**What is being asked**. The following data has a line with "of the telephoto" and a line with "the woman with". Write out exactly those lines and all the lines between them.

---- Data to examine

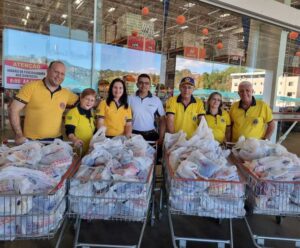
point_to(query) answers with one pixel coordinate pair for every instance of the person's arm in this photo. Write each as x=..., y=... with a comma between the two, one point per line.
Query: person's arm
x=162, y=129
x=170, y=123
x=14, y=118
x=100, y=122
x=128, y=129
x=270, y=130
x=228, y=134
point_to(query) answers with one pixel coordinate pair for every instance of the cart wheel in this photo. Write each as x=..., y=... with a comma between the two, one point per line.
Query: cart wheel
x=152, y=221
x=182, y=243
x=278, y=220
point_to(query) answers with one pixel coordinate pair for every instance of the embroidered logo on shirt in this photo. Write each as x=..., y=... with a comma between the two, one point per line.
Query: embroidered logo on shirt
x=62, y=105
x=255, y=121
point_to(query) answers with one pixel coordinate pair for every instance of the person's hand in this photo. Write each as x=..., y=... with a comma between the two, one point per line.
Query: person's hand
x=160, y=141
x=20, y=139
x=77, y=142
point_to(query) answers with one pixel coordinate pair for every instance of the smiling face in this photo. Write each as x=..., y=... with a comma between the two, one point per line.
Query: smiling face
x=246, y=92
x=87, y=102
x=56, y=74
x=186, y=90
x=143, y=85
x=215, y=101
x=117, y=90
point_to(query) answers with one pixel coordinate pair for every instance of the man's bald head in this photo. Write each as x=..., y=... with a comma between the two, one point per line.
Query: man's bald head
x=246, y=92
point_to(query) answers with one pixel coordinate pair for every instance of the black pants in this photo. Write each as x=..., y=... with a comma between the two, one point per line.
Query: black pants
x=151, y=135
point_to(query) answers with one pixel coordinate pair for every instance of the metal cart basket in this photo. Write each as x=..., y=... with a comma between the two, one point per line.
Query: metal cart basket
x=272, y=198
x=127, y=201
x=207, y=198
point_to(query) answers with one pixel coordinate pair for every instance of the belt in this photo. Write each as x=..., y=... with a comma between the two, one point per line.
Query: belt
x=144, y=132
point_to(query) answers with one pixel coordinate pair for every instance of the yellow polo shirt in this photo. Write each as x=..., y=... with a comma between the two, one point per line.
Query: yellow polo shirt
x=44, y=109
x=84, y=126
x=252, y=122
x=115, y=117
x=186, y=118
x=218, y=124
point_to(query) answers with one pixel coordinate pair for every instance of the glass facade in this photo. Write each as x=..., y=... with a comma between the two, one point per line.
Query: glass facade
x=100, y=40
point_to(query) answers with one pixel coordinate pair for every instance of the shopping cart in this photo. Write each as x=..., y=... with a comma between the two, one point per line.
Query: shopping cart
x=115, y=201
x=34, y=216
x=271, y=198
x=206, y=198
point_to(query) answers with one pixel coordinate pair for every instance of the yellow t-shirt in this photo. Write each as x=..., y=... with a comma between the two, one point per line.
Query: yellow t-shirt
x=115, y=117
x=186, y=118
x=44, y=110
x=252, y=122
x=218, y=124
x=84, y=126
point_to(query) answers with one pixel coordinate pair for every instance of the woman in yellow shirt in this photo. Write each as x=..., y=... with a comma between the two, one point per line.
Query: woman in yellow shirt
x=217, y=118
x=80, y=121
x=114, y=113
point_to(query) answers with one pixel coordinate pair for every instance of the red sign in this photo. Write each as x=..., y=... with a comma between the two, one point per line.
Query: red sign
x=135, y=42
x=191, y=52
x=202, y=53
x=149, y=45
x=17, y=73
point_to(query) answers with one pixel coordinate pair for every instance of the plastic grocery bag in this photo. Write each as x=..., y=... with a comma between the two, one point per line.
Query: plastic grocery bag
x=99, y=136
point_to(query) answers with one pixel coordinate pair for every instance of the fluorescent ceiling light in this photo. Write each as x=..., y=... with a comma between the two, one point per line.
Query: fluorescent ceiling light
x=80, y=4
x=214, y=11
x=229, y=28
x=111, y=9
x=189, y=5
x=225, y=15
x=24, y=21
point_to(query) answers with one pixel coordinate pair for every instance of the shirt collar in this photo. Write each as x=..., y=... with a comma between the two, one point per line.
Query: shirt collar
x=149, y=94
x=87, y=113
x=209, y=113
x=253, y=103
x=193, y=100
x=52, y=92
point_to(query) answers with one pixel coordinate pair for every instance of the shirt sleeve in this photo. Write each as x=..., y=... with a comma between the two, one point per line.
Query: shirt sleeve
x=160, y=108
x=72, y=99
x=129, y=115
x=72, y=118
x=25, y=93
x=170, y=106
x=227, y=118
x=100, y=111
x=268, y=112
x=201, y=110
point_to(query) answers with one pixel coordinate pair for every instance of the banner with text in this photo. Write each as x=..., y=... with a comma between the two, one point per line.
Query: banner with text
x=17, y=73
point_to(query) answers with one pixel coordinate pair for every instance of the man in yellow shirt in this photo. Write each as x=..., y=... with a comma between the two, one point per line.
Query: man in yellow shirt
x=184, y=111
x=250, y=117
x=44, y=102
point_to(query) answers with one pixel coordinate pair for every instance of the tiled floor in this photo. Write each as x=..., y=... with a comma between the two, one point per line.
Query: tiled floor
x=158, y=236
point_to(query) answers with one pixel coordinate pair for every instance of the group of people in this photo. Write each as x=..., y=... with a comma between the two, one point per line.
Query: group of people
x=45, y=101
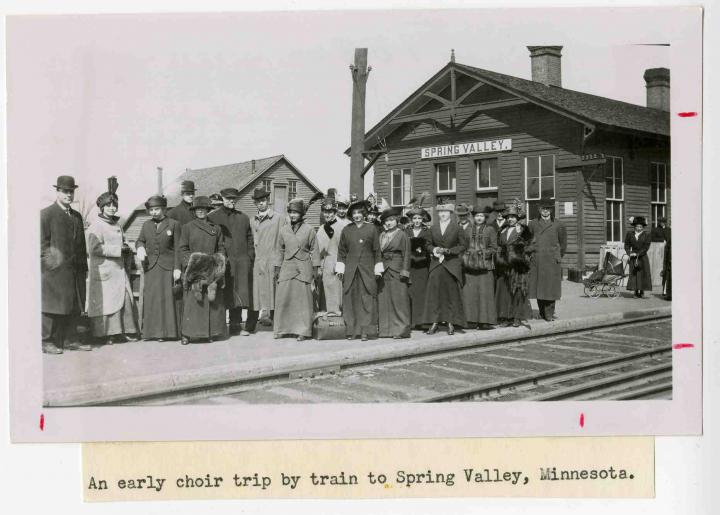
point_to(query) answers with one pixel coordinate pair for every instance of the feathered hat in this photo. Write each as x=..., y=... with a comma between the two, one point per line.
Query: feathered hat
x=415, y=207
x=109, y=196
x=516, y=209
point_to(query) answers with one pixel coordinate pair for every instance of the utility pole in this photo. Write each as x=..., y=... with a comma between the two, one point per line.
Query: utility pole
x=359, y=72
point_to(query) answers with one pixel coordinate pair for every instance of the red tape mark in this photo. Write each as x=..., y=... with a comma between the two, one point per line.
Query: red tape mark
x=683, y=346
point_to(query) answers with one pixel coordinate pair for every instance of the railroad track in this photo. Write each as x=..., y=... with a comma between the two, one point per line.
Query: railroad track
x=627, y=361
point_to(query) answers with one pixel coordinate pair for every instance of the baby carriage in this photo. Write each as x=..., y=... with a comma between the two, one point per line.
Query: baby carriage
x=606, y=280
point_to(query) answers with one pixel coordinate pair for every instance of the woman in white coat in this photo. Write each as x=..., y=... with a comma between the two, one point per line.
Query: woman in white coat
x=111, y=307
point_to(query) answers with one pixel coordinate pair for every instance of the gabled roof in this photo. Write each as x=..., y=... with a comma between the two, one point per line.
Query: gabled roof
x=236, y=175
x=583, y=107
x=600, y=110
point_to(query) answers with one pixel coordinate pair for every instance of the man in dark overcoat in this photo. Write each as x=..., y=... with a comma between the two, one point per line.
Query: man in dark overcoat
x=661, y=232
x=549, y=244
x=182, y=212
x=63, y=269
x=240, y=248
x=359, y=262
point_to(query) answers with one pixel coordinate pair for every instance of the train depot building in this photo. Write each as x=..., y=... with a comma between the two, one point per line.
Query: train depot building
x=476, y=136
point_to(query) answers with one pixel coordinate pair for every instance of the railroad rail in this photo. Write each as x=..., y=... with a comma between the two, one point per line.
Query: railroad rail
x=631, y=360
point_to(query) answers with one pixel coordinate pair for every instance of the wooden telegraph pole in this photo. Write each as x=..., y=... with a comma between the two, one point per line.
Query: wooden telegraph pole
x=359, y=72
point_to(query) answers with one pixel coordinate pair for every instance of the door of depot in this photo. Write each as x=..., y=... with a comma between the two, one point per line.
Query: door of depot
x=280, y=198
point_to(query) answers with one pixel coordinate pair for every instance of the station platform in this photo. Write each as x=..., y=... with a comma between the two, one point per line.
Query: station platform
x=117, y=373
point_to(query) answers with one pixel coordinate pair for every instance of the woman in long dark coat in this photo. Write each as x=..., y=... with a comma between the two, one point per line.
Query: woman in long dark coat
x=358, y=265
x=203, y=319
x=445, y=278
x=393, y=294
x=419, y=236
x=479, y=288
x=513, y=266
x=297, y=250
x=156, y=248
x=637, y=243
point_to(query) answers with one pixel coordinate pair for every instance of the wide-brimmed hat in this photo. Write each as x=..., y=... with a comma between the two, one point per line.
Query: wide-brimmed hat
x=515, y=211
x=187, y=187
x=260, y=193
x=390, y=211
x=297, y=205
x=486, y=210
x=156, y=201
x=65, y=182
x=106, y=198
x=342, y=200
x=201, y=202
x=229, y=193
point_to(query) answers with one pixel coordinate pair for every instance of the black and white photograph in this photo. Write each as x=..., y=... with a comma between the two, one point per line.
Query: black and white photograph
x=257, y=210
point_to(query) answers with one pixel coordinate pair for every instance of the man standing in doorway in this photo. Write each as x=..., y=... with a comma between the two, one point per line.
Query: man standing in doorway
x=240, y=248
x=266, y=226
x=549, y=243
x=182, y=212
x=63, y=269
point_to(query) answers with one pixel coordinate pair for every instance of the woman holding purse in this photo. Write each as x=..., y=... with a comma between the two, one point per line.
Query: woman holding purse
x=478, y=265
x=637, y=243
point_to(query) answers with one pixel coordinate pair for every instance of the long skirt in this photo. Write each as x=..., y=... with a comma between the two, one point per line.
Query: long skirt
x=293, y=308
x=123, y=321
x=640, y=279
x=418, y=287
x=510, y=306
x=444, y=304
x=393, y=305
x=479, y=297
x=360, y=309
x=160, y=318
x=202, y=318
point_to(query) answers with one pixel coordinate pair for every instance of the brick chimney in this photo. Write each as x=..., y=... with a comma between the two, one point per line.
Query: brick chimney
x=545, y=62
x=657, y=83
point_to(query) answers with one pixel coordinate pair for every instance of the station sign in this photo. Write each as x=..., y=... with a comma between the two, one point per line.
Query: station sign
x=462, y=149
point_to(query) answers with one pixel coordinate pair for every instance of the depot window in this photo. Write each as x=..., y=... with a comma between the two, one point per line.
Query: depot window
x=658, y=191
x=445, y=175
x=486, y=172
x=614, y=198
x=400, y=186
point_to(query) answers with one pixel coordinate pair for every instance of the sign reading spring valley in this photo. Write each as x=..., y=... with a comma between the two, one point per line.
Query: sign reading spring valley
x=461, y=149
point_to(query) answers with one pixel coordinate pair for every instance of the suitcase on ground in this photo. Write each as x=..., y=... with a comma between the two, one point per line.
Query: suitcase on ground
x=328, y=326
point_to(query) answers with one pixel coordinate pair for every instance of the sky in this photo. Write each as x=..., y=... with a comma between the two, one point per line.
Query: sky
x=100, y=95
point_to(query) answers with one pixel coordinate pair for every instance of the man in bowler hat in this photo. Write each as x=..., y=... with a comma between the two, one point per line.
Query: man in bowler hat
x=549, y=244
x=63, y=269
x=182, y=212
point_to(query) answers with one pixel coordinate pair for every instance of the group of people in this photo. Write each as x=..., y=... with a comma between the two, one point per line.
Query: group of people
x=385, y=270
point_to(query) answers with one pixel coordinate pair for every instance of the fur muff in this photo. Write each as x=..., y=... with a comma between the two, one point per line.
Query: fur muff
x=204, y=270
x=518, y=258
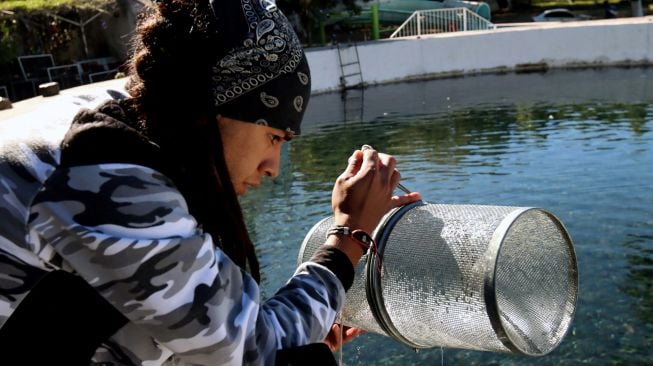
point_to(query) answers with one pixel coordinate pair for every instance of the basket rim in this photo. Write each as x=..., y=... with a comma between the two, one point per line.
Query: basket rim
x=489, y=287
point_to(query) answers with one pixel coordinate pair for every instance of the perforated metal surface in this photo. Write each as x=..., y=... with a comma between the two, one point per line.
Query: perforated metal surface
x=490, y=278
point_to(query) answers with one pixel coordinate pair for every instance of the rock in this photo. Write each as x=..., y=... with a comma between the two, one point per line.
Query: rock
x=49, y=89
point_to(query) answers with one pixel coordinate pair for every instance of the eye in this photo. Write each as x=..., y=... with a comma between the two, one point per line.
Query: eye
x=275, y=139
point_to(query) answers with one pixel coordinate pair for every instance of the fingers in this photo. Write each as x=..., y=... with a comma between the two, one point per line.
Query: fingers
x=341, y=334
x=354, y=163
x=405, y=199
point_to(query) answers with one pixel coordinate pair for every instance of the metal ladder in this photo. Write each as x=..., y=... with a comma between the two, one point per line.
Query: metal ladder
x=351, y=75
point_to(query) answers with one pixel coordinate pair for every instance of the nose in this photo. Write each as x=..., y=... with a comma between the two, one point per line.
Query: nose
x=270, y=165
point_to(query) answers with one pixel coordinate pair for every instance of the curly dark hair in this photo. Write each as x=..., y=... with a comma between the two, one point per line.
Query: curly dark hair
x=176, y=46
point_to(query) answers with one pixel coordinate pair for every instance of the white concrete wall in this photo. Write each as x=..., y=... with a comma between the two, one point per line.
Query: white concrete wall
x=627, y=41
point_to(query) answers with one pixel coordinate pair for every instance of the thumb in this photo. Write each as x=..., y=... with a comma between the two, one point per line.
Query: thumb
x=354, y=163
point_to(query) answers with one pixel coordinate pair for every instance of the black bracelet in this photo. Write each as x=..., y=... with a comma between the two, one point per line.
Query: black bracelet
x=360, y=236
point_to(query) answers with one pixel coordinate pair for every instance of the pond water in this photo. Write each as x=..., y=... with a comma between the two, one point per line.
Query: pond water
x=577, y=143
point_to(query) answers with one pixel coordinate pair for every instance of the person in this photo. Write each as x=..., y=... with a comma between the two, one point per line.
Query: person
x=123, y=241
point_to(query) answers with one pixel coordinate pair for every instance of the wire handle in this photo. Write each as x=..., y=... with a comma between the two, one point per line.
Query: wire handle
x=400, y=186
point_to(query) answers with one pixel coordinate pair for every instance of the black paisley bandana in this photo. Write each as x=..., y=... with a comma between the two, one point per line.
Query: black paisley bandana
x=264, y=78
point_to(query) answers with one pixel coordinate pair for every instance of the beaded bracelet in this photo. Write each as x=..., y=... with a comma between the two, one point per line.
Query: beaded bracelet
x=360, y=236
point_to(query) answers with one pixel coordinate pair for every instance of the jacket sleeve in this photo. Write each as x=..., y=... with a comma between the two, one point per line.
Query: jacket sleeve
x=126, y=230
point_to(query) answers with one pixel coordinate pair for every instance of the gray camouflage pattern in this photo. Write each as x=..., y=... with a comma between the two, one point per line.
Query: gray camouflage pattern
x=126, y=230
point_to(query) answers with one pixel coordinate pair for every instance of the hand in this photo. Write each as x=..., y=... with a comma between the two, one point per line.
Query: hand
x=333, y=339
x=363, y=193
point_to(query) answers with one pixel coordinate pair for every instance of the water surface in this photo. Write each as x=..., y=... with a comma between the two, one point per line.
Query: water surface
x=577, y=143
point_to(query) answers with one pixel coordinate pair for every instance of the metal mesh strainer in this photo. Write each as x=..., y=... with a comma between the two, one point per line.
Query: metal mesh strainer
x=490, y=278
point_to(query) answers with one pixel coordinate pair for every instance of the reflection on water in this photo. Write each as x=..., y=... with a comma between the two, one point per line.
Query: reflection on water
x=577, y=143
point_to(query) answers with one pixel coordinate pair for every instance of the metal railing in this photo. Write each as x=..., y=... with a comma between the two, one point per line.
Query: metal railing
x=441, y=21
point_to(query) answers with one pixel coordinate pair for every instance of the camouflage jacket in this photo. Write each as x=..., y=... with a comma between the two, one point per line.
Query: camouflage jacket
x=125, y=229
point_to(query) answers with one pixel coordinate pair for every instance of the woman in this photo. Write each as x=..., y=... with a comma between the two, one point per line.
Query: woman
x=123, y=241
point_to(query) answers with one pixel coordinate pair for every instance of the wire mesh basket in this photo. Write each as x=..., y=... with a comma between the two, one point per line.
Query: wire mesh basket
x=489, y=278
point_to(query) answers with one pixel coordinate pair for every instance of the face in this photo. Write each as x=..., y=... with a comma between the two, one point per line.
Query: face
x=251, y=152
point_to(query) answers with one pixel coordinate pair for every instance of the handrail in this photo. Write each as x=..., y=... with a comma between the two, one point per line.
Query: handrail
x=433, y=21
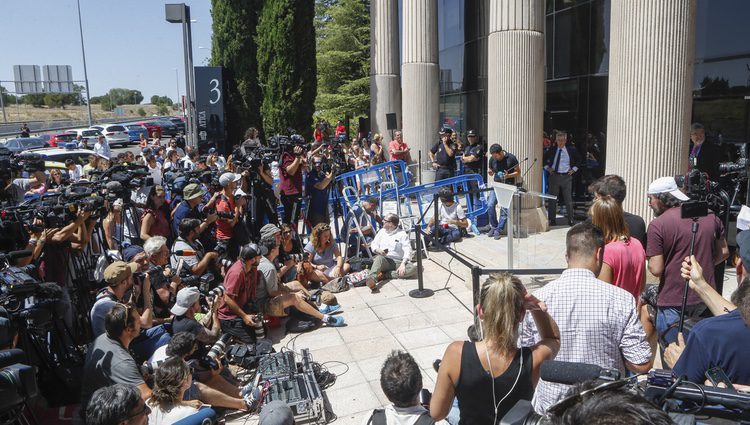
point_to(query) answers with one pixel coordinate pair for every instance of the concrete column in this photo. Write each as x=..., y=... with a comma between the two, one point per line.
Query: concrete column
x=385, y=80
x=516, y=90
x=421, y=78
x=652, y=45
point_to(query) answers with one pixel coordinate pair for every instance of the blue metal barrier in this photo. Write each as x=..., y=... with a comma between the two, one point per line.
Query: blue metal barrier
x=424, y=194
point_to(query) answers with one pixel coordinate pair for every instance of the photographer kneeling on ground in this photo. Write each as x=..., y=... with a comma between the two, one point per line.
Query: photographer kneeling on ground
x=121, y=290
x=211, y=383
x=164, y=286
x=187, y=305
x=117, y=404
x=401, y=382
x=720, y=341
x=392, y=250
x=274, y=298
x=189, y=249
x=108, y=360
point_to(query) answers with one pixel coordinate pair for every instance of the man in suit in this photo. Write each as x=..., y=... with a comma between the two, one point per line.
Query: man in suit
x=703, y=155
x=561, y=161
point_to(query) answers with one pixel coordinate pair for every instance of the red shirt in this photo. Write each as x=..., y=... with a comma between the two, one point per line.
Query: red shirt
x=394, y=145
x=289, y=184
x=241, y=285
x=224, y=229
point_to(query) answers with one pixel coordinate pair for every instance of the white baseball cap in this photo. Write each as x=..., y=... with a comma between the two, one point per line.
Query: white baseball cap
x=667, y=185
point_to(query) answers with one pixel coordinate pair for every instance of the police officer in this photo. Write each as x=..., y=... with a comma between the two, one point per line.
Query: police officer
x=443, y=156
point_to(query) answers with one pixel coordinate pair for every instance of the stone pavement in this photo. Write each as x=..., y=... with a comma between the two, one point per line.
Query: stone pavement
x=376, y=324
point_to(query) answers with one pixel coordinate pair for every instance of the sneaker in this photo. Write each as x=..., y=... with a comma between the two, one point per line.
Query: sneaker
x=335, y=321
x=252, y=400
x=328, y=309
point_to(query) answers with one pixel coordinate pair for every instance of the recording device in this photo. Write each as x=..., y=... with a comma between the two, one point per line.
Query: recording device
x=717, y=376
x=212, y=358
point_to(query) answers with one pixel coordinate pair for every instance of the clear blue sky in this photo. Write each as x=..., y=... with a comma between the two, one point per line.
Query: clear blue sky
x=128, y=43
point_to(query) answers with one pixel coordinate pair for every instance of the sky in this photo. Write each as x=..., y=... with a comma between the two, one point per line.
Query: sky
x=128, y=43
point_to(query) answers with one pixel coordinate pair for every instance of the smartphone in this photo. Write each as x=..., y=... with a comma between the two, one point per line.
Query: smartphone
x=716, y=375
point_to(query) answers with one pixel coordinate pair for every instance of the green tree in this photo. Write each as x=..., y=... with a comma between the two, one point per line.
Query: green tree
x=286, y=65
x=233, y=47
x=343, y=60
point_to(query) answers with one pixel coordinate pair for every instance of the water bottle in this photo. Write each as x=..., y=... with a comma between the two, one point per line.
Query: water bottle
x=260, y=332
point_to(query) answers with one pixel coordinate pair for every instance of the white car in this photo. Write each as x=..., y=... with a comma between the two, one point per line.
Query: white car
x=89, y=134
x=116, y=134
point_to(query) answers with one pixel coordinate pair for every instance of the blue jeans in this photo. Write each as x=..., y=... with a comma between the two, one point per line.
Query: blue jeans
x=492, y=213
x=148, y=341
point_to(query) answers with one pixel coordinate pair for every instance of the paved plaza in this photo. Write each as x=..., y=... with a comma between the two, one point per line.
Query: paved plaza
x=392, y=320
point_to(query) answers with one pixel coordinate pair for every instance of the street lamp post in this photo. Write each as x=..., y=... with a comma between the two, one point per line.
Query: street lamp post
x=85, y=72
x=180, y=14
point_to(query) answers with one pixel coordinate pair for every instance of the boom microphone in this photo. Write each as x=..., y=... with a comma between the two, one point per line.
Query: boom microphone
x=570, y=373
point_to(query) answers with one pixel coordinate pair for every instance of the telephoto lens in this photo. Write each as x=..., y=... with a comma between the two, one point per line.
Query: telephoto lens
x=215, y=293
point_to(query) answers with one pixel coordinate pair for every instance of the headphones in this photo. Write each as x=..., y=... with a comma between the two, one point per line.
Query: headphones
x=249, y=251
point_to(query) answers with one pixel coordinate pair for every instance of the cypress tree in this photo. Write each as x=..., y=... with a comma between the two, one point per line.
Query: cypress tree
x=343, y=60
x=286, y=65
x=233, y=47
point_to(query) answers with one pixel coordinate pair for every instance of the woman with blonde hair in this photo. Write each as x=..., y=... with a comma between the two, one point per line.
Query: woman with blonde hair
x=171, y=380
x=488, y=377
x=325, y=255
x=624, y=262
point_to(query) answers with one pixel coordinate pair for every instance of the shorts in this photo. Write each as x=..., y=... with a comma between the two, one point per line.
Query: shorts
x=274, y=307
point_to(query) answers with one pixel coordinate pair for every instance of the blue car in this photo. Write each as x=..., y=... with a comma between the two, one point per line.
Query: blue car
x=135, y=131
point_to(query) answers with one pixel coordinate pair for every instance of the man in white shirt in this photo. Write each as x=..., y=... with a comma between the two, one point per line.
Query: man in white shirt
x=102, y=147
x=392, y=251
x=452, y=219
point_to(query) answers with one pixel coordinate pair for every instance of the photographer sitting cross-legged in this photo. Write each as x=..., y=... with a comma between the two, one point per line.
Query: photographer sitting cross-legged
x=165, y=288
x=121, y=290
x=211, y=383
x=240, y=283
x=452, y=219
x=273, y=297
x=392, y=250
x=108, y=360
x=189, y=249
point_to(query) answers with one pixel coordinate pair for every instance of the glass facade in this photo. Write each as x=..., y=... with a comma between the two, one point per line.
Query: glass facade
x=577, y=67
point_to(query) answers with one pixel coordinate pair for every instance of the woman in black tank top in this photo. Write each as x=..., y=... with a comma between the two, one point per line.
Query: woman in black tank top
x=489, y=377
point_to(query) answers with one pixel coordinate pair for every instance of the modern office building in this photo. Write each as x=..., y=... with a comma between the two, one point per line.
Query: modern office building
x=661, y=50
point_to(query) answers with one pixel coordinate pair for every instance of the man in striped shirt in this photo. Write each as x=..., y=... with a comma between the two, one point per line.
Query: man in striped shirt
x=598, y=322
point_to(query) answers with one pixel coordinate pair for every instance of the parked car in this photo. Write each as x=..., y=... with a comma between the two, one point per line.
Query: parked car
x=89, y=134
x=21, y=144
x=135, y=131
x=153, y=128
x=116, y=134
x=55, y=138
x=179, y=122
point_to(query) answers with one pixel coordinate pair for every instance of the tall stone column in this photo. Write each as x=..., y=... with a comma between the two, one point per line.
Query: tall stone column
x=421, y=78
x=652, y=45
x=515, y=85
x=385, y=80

--------

**Solution for this task**.
point_to(query) answers with one pixel coordinate pair for every instance of the telephoto lens in this photo. Write each as x=..., y=... with a comma between the two, one point per line.
Query: telephoto lens
x=215, y=293
point_to(query) answers with one pixel coordinate pair for every instance of the headphones in this photo. Write each as x=..., y=... with a comma between the two, one point per line.
Query: headphones
x=249, y=251
point_to(query) answers with one pixel coordinate pair for every instance of the cypress tree in this photo. Write each as x=..., y=... with a comma between the two, one point per line.
Query: cypress tree
x=343, y=60
x=286, y=65
x=233, y=47
point_to(query) answers with one pixel coordinate pair for every instance of the woman with blonde hair in this photo. Write each as x=..., y=... with a comma between the two, one point per line.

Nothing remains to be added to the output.